Text passage -
.....

Tuesday, May 23, 2006
Bazell is wrong about I.D.
Scientists should stop whining about threats to the teaching of evolution and spend more time discussing values. The thought occurred to me recently when I was attending my son's medical school commencement.Fine then... if Mr. Bazell wants to frame this debate in terms of values, what kind of value is it to teach our children religious dogma in science class? Does Bazell seriously contend that it is some sort of value for future generations to be raised in scientific confusion and/or ingnorance? Science is science. I'm all for a healthy discourse of all sides of the issues in our schools, but if there is no scientific validity to a given cause then there is no "side" to legitimately teach in science class. The best "value" we can give to future generations is to give them the best education we can without letting the dogmatics throw them into confusion. Let the science be science, the religion be religion, and keep our focus on what is what.
Following the well-trod path of a graduation speech, the dean, a highly regarded physician and scientist, told the new MDs they would face many challenges. These included, he said, a world where science endured constant assault as evidenced by the recent attempts to bring "intelligent design" into the curricula of Dover, Pa., and other high school districts.
Young physicians will indeed have a tough time of it. For example, what are the life-saving limits of expensive high-technology treatments? When have they accepted too many promotional gifts from pharmaceutical companies? Should an experiment be done on humans just because researchers have the tools to try it?
Teaching evolution properly in secondary school will have little impact on these difficult issues.
How would the dogmatics feel if there were a sudden drive to start teaching evolution in sunday school. After all we want our children exposed to all sides of the issue right? I suppose what is good for the goose would not be good for the gander from the theologians point of view, or from mine for that matter. I just happen to be consistent on the matter.
Science is something very specific. It is a means of understanding the world around us by posing hypotheses that can be tested with experiments or observations. But science can never help us make moral or value judgments like those the new physicians will face.So if future dogmatics propose that the law of gravity ought to be replaced by the law of 'divine attraction between objects' with a thesis based upon Gods will on all objects equaling gravity, we can rest assured that Bazell would think that rocket scientists et al ought to just keep quiet about the controversy. Let that crowd concern themselves with such matters as the values of the day, not whether or not future generations have the most rudimentary understanding of a basic scientific precept. Bazell himself affirms the basic scientific validity and value to medicine of evolution. Yet he appears to be more concerned about a debate on values than science standing up for itself in the classroom. Which stand I would reiterate, I consider to be a value of itself that ought to be defended.
Serious efforts in biology and medicine can no more ignore evolution than airplane designers can ignore gravity.
Finally, who is to say that we can't have both debates at the same time. Must we be so preoccupied with values in science that we crumble and surrender to the dogmatics when they demand equal time in science class lest we lose our focus on values? We can and should do both in my opinion. This post on my blog affirming my belief that science class ought to teach science does not somehow mean I am suddenly forgetting about the ethics of mad scientists conducting human experiments. I can concurrently be for science and against mad scientists, much the same as I can actually walk and chew gum at the same time.

.....

Exercises to complete -
1. Reproduce word for word the part of the blog post that begins at the words containing "Serious efforts in" and stops after "gum at the same time.".
2. According to the blog post, why is there no "side" of intelligent design to teach legitimately in science class?
Nothing in the listing has any bearing on this.

.....

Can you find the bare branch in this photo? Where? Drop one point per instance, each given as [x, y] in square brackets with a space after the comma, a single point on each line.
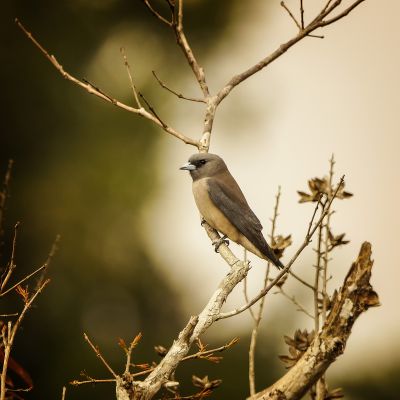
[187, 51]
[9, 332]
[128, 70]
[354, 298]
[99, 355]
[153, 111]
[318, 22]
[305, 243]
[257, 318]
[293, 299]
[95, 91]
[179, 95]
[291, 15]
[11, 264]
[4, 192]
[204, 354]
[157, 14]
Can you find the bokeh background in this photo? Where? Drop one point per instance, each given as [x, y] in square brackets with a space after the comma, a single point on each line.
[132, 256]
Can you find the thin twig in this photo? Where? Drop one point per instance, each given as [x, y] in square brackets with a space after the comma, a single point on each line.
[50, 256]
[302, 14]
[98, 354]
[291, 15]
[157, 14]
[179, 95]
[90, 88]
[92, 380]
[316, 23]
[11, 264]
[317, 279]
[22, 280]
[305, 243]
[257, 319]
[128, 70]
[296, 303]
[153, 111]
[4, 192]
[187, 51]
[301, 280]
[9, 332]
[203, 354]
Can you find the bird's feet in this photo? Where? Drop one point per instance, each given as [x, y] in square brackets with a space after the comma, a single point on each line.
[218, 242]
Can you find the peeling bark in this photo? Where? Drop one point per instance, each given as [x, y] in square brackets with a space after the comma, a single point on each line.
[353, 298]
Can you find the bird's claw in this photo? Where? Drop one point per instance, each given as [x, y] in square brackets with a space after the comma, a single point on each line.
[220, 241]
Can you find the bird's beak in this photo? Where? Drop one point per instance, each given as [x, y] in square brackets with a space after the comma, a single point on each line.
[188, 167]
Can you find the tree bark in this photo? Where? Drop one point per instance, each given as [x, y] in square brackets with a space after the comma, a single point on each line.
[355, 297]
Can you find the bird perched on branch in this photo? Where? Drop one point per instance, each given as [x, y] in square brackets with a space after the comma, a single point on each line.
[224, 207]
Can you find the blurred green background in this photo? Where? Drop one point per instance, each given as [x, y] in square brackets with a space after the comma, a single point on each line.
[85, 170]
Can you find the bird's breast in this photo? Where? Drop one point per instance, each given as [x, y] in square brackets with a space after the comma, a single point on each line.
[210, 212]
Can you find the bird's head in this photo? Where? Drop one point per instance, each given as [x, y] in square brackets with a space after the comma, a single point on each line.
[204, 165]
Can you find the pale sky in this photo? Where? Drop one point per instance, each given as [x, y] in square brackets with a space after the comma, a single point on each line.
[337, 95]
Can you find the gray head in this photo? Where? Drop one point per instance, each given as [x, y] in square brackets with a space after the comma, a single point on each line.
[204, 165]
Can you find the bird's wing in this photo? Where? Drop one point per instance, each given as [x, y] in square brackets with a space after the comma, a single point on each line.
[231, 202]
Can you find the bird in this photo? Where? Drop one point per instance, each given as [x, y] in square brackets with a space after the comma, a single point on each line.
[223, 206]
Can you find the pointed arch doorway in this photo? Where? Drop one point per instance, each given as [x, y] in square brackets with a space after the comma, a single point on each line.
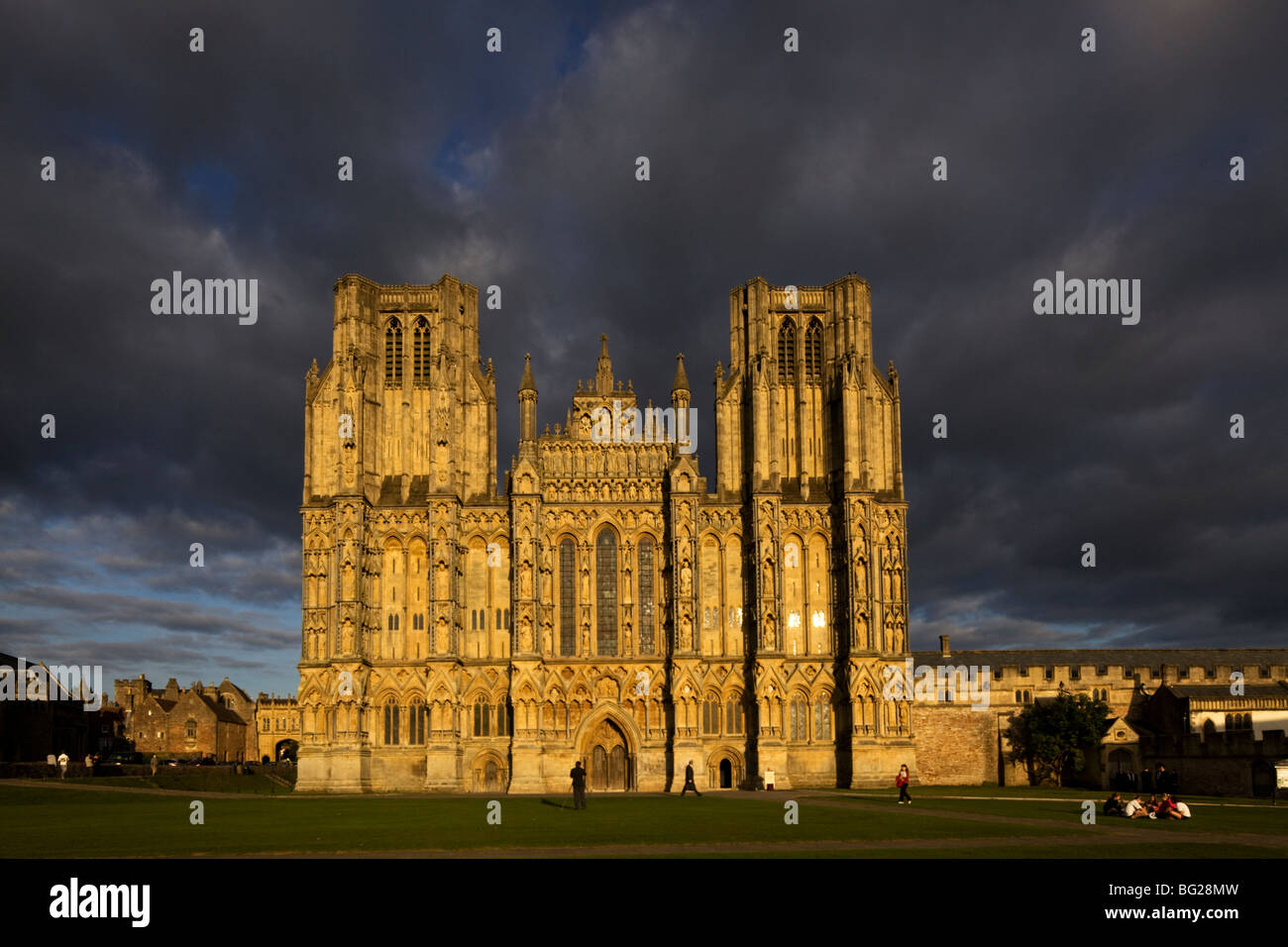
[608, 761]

.....

Expected outputs -
1.
Serious efforts in biology and medicine can no more ignore evolution than airplane designers can ignore gravity.
Finally, who is to say that we can't have both debates at the same time. Must we be so preoccupied with values in science that we crumble and surrender to the dogmatics when they demand equal time in science class lest we lose our focus on values? We can and should do both in my opinion. This post on my blog affirming my belief that science class ought to teach science does not somehow mean I am suddenly forgetting about the ethics of mad scientists conducting human experiments. I can concurrently be for science and against mad scientists, much the same as I can actually walk and chew gum at the same time.

2. The blog post holds that science is science, and if a given cause has no scientific validity, it has no legitimate side to teach in science class.